═══ Records shown

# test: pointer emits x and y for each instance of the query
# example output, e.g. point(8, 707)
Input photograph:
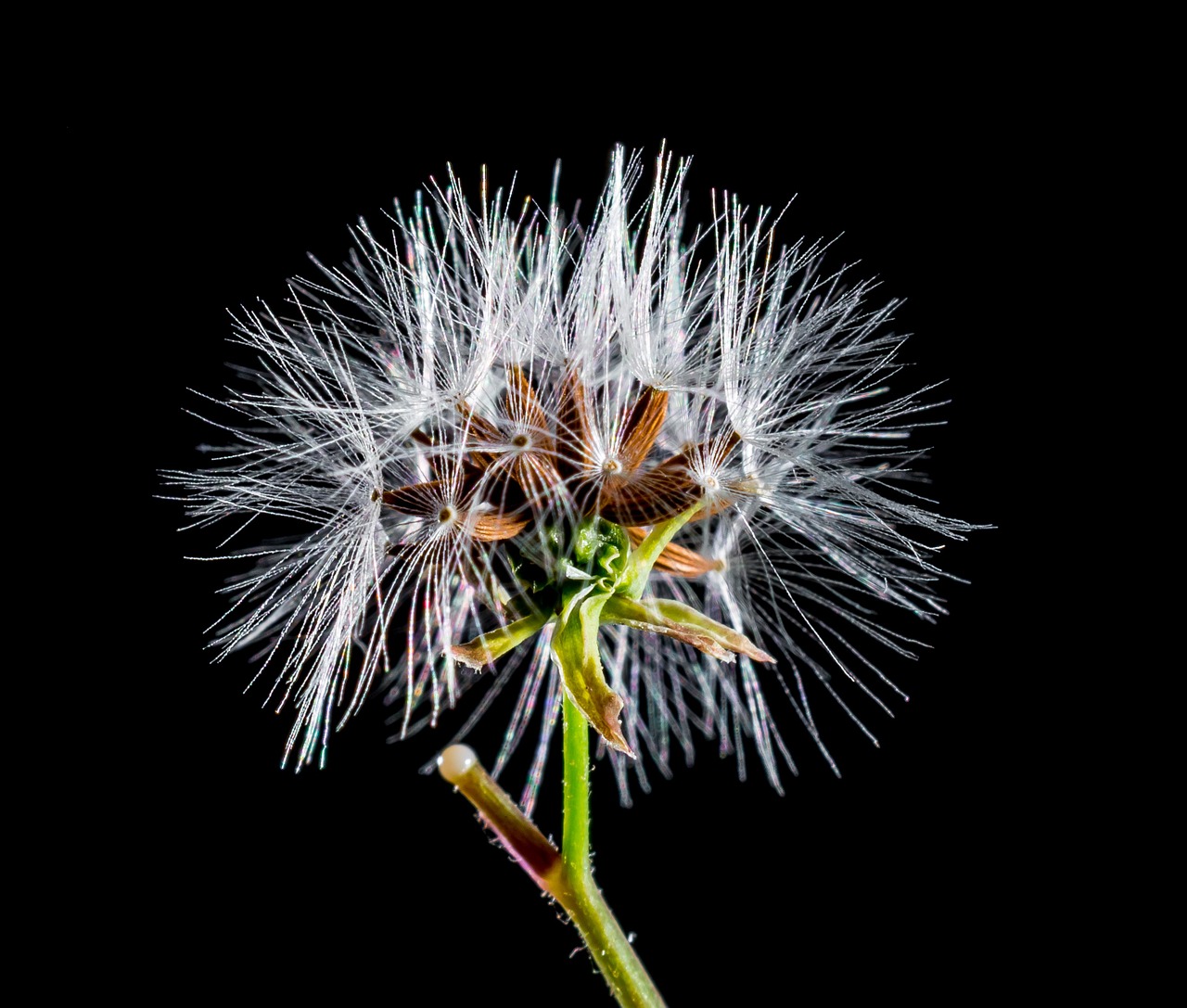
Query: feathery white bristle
point(393, 369)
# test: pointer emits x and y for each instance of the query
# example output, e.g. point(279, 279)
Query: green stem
point(568, 876)
point(611, 951)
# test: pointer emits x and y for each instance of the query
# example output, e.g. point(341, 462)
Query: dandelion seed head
point(661, 469)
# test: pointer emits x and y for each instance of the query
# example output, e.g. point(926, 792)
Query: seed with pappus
point(662, 469)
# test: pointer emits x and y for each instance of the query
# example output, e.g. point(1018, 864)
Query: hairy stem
point(567, 874)
point(603, 936)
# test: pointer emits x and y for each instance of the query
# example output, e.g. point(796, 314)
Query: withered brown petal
point(647, 498)
point(643, 427)
point(677, 559)
point(572, 427)
point(521, 403)
point(491, 526)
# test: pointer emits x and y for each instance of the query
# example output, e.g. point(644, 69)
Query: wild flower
point(660, 471)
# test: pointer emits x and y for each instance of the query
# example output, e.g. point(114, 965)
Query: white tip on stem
point(454, 761)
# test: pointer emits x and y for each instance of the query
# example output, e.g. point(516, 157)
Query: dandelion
point(657, 478)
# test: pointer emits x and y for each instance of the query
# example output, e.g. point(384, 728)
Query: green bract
point(602, 581)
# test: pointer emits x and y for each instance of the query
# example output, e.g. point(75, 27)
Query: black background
point(377, 876)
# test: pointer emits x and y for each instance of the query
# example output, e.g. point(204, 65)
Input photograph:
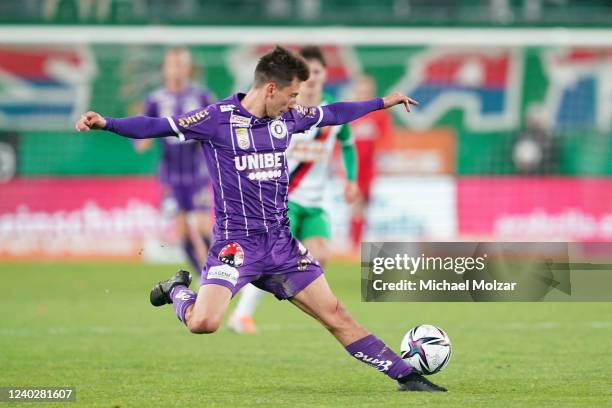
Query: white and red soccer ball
point(426, 348)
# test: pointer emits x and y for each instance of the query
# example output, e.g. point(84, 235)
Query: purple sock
point(191, 254)
point(182, 298)
point(372, 351)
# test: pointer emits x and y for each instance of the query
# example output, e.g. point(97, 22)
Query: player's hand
point(397, 98)
point(142, 145)
point(89, 121)
point(351, 192)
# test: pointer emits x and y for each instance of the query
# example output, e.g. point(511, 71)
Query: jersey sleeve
point(306, 117)
point(200, 124)
point(207, 98)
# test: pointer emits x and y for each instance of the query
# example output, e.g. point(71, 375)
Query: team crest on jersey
point(278, 129)
point(242, 136)
point(232, 254)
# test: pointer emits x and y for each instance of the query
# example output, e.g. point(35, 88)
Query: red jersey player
point(370, 132)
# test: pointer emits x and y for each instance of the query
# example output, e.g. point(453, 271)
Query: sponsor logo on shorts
point(232, 254)
point(242, 136)
point(380, 365)
point(223, 272)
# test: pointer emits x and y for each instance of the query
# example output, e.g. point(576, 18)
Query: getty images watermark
point(491, 271)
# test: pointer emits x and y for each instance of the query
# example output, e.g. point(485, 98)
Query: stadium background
point(485, 72)
point(511, 139)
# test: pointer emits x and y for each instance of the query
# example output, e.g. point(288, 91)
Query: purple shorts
point(189, 198)
point(273, 261)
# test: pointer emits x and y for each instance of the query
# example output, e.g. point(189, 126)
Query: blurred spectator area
point(305, 12)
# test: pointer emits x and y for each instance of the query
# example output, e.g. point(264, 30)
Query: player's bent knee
point(339, 317)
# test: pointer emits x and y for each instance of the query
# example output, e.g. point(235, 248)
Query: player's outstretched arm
point(134, 127)
point(344, 112)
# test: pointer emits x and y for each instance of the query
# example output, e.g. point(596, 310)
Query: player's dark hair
point(280, 66)
point(311, 52)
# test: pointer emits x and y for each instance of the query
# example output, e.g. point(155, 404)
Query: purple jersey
point(182, 163)
point(246, 161)
point(245, 155)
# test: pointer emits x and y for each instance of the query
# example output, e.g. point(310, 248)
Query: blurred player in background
point(308, 159)
point(370, 132)
point(183, 174)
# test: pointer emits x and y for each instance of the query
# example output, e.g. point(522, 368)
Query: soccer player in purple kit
point(183, 173)
point(244, 138)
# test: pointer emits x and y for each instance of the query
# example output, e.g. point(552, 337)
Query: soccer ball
point(426, 348)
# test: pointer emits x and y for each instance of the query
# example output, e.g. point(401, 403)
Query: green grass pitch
point(90, 325)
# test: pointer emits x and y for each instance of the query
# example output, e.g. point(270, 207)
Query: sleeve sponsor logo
point(223, 272)
point(309, 111)
point(198, 117)
point(278, 129)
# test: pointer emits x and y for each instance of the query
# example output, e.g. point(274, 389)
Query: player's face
point(317, 77)
point(177, 65)
point(280, 100)
point(364, 89)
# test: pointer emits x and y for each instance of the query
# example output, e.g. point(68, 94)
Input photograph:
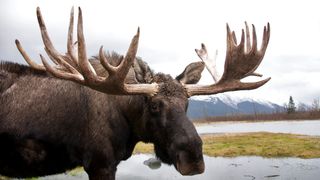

══════

## What the exercise asks
Pictures are to be dropped, and every record is to be copied exactly.

## Task answer
# test: pointer emits x and y for each instance of the query
# example output, e.g. point(8, 707)
Input photograph:
Query: feathery white bristle
point(393, 369)
# test: pointer emits x and y for each instance of the query
# example output, e.g. point(279, 279)
Query: green stem
point(568, 876)
point(611, 951)
# test: pointer emits x and y for each instance of the query
# example output, e.g. point(341, 462)
Query: dandelion seed head
point(661, 469)
# test: pointer emits x and y for each instance of the query
# example output, e.g. point(926, 792)
Query: seed with pappus
point(662, 469)
# test: pointer emits x and y for each instance of the query
# example output, e.g. point(1018, 864)
Query: hairy stem
point(567, 874)
point(603, 936)
# test: pointer emits x and y for each instance of the query
# example output, e.g. point(796, 314)
Query: withered brown petal
point(647, 498)
point(643, 427)
point(677, 559)
point(572, 427)
point(521, 403)
point(491, 526)
# test: pointer emits x and y for each instance of the query
# example output, e.g. point(644, 69)
Query: wild flower
point(660, 471)
# test: pointer emits x and y for each instance of the query
# example output, e.g. point(114, 965)
Query: white tip on stem
point(454, 761)
# test: pointer emits x and y for each instance of the query
# example output, e.g. point(516, 157)
Query: dandelion
point(657, 478)
# test: pointer emits x and y for each instance of the query
# example output, e.g. point(384, 728)
Query: green bract
point(602, 581)
# test: pointer emits x and y for each instance of the query
# example output, e.g. point(75, 27)
Query: black background
point(377, 876)
# test: pointer emits x and y for each instance of the query
# example output, e.g. point(204, 65)
Input photograph:
Query: white and red soccer ball
point(426, 348)
# test: pointer emits x and y for each instance of the query
# example output, e.g. point(84, 235)
Query: purple sock
point(191, 254)
point(182, 298)
point(372, 351)
# test: pointer emits x and y for each instance of the query
# example output, e.g. point(97, 22)
Query: player's hand
point(397, 98)
point(142, 145)
point(89, 121)
point(351, 192)
# test: pointer emits x and y for each instance of the query
# example output, e.g. point(511, 71)
Query: jersey sleeve
point(306, 117)
point(200, 124)
point(207, 98)
# test: pointer emits x and y for each instance of the query
# example output, e.g. point(71, 375)
Query: team crest on jersey
point(278, 129)
point(242, 136)
point(232, 254)
# test: pointer emits x and y for each instance of the query
# example output, e.g. point(35, 88)
Query: red jersey player
point(370, 132)
# test: pointer emits x and y for each instance of the query
# example output, e.g. point(453, 271)
Query: sponsor logo on shorts
point(232, 254)
point(242, 136)
point(380, 365)
point(223, 272)
# test: pointer emits x and y for each instance of the query
# example output, e.g. point(576, 18)
Query: getty images watermark
point(491, 271)
# test: pointer emits x and y for each instance of the query
# example output, e.g. point(485, 98)
Query: stadium background
point(485, 72)
point(511, 139)
# test: pointer emits x and y for each instance of the query
# example output, e.g. point(288, 91)
Query: purple shorts
point(189, 198)
point(273, 261)
# test: pointer emits x and y for each instance of the query
# example output, e.g. point(189, 126)
Query: blurred spectator area
point(305, 12)
# test: pointer emits x and y for each instance of the query
# example output, e.g. point(264, 30)
Query: player's bent knee
point(339, 317)
# test: pointer emits x and y for each instance of the query
# example output, e.g. point(235, 248)
Query: player's outstretched arm
point(134, 127)
point(344, 112)
# test: pointer emits x and y for each instance of the query
# example output, e.g. point(596, 310)
Query: player's dark hair
point(280, 66)
point(311, 52)
# test: pointer emits x and y for each instance of the query
# example output, e.g. point(155, 404)
Query: purple jersey
point(182, 163)
point(246, 161)
point(245, 155)
# test: pointer emits x and y for each instance of the query
# example output, e.g. point(310, 248)
Query: blurred player in background
point(308, 159)
point(370, 132)
point(183, 174)
# test: pointer emits x and y for each instance of the query
# example output, e.g. point(522, 368)
Query: soccer player in purple kit
point(183, 173)
point(244, 138)
# test: pointer emits x and y for each instance of the query
# example output, e.g. point(552, 337)
Query: soccer ball
point(426, 348)
# test: pointer emits x and y for each instance of the query
# example output, e.g. point(401, 403)
Query: green grass pitch
point(90, 325)
# test: pointer emits x and y for each instance of the query
# example output, e.g. point(270, 207)
Query: sleeve sponsor logo
point(223, 272)
point(309, 111)
point(198, 117)
point(278, 129)
# test: pointer emits x and y for each instance of the query
# example output, e.g. point(274, 389)
Query: player's face
point(317, 77)
point(177, 65)
point(280, 100)
point(364, 89)
# test: pointer emits x and y for each instance of the query
# example output, e.g. point(68, 94)
Input photograph:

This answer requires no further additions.